TASK INSTRUCTIONS: Look in the data below for the line that contains "Each instance receives one keypoint. Mark the wet". Copy that line and the remaining lines exactly.
[[ EXERCISE MATERIALS, beginning ]]
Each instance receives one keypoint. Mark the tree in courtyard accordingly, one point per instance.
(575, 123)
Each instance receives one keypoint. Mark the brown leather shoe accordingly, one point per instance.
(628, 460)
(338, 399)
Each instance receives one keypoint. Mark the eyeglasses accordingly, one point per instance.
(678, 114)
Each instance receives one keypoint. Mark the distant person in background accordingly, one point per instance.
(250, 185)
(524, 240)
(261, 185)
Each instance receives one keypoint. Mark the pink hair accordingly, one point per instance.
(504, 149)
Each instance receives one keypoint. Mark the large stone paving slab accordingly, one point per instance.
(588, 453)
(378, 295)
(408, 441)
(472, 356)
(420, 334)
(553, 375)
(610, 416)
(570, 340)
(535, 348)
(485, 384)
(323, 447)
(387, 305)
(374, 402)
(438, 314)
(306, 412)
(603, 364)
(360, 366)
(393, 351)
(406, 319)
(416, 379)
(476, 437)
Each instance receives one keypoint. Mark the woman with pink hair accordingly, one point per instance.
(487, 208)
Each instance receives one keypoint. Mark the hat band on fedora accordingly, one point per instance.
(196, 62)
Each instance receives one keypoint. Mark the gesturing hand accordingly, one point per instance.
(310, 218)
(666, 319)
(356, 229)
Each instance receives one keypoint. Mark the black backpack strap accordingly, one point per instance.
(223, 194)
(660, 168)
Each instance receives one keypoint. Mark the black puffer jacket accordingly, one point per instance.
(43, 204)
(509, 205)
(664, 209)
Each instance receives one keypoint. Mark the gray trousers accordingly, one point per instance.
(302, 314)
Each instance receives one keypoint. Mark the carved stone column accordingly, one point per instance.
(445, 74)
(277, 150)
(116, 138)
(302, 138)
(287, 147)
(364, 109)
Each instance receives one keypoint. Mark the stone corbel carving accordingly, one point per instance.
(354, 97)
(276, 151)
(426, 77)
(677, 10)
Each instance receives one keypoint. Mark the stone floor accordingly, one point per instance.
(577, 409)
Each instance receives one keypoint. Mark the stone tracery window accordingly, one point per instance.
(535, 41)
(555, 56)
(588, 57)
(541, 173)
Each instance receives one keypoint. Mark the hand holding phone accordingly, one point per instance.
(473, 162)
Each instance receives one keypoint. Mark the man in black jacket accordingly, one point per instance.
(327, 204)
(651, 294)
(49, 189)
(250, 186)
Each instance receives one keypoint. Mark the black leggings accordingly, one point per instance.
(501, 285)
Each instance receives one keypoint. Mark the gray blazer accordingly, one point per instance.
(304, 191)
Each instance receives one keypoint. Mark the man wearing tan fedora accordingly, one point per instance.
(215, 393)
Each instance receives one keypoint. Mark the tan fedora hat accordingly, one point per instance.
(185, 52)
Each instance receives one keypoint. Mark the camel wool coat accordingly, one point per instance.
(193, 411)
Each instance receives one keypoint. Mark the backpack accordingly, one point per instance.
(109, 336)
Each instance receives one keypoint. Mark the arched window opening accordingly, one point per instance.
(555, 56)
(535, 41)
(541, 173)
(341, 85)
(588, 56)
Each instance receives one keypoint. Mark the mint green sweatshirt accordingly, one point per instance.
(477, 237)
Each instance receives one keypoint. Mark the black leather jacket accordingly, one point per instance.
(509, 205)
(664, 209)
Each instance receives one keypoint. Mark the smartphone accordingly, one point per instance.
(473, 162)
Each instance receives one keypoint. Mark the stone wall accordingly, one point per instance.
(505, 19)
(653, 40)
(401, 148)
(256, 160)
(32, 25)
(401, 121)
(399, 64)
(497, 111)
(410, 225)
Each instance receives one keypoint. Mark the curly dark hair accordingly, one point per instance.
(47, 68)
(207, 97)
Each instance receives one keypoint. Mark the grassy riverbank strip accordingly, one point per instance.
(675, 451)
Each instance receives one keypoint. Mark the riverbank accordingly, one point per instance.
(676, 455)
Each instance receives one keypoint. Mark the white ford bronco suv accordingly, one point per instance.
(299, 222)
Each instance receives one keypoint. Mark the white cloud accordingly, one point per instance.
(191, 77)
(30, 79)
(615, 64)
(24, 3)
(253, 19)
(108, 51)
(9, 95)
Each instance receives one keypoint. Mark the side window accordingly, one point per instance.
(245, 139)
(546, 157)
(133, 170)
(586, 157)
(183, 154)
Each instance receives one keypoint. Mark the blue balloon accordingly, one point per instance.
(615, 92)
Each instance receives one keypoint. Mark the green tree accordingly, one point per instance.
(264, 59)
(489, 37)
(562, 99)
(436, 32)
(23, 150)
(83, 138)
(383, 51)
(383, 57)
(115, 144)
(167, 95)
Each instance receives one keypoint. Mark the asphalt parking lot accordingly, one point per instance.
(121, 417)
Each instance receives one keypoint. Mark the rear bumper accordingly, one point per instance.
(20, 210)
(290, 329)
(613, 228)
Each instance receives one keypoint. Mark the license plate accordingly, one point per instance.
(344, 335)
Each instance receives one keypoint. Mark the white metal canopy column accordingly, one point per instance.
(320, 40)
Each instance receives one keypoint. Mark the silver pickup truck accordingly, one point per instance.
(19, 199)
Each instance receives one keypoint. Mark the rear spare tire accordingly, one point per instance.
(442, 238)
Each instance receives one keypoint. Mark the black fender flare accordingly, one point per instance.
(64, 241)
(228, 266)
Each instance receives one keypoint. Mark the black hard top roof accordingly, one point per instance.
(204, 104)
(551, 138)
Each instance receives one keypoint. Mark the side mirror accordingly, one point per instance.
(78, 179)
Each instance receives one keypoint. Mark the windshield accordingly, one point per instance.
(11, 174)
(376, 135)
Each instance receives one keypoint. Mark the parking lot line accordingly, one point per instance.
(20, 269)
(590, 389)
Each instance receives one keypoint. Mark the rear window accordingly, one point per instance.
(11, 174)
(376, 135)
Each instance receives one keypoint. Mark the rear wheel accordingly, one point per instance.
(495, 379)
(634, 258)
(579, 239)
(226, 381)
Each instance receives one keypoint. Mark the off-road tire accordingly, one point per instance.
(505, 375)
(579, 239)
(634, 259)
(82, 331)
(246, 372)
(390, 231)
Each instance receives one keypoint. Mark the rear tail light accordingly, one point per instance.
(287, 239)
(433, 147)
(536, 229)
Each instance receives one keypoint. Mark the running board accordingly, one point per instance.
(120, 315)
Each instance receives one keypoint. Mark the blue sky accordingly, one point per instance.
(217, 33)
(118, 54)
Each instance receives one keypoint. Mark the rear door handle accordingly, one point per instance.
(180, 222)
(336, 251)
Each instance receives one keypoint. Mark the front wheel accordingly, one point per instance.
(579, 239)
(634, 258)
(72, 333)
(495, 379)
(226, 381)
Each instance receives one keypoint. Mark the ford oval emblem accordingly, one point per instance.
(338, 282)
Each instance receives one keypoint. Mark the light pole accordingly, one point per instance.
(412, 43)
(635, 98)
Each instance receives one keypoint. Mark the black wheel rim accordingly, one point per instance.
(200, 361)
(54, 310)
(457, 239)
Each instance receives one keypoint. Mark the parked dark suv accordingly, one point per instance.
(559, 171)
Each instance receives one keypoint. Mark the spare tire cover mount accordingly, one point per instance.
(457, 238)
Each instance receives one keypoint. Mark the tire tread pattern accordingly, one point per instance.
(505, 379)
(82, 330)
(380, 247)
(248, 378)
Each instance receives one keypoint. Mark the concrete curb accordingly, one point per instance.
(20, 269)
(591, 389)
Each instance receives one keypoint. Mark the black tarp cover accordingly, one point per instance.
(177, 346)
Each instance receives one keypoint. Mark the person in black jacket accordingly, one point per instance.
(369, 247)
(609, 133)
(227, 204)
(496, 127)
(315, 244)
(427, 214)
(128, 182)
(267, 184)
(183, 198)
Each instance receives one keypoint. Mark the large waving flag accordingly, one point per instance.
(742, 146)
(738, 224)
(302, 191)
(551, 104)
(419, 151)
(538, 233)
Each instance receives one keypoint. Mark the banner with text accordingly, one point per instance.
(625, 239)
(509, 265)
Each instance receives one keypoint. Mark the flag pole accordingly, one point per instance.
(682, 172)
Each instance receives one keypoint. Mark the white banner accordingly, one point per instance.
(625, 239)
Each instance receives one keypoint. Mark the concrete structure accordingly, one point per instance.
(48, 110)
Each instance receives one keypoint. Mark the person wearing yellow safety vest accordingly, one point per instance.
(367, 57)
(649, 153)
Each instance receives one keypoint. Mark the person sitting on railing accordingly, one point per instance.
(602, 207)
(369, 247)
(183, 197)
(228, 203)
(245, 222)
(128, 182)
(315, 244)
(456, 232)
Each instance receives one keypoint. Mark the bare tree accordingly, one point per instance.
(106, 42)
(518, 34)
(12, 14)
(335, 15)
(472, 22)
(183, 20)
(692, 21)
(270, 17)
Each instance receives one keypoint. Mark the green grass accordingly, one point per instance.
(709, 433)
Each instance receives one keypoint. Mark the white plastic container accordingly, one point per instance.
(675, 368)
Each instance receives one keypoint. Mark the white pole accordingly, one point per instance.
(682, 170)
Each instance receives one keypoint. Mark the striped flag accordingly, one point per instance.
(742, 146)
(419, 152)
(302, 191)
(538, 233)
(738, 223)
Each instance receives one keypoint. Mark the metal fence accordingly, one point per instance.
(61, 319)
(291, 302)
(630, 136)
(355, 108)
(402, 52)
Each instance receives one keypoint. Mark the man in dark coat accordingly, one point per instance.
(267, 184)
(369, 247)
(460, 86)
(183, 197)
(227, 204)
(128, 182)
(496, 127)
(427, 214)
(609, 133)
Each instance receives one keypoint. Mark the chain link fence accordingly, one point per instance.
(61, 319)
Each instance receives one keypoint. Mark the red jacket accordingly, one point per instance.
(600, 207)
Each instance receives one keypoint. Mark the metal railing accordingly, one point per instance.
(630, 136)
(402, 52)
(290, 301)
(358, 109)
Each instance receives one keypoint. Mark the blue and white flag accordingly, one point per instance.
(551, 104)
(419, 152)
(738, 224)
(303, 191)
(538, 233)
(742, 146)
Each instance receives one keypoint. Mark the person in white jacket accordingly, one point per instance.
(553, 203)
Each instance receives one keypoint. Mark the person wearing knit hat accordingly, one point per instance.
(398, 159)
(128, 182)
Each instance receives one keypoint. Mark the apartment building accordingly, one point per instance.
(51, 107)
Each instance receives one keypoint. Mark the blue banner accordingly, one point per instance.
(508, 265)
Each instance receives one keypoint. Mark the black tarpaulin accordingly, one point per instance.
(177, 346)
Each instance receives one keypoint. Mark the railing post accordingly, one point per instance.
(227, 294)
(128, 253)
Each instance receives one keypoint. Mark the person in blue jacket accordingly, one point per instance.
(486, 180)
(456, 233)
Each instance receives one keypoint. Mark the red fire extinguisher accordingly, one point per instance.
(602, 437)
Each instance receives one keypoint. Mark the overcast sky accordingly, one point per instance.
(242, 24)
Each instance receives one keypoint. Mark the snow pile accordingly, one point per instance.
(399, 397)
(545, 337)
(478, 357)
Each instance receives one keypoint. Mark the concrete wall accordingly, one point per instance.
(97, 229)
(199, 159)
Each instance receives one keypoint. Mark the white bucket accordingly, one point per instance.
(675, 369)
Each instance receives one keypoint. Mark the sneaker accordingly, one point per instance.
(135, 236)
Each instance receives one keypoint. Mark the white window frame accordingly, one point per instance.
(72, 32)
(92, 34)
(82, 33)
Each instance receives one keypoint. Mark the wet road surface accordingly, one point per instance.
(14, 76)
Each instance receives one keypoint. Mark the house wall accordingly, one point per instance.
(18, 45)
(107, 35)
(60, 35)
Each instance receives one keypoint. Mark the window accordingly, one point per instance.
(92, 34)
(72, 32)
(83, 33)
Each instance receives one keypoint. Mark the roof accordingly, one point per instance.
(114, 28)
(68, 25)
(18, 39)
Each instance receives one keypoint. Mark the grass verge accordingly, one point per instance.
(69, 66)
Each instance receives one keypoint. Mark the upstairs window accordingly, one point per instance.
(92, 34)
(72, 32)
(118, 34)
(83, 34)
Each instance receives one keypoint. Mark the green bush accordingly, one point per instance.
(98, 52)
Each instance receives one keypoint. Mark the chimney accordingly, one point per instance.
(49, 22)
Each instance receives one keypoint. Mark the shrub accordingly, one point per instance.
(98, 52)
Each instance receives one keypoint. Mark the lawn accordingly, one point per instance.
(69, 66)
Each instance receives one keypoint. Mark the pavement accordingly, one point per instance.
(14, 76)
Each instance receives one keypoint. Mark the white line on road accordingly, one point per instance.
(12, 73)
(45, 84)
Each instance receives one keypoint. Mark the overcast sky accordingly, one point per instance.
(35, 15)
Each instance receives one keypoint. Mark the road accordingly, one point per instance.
[[ EXERCISE MATERIALS, end ]]
OUTPUT BELOW:
Each instance receives one keypoint. Mark the wet road surface accordingly, one point per instance.
(14, 76)
Each instance receives one keypoint. Mark the house wall accordingly, one point per instance.
(18, 45)
(107, 35)
(60, 35)
Each instance receives one keypoint. Mark the window accordingly, one point per instance.
(92, 34)
(72, 32)
(83, 33)
Each instance receives one keypoint. Mark the roof accordingly, one point per instance.
(114, 28)
(68, 25)
(18, 39)
Each instance receives one keypoint. Mark the grass verge accordingly, one point per instance.
(69, 66)
Each instance receives one keypoint. Mark the upstairs window accordingly, one point per instance.
(92, 34)
(72, 32)
(118, 34)
(83, 34)
Each instance receives one keypoint. Mark the green bush accordingly, one point per instance.
(98, 52)
Each instance receives one keypoint. Mark the chimney accordingly, one point per instance.
(49, 22)
Each instance receives one keypoint. Mark the shrub accordingly, one point per instance.
(98, 52)
Each instance receives one keypoint. Mark the lawn accordingly, one point per instance.
(69, 66)
Each instance receives one keypoint. Mark the pavement accordingly, one point per instance.
(14, 76)
Each instance receives one keypoint. Mark the white line on road accordingly, one point per instance.
(12, 73)
(45, 84)
Each instance receives one keypoint. Mark the overcast sky accordingly, one point per instance.
(35, 15)
Each instance receives one keypoint. Mark the road accordingly, one point per instance.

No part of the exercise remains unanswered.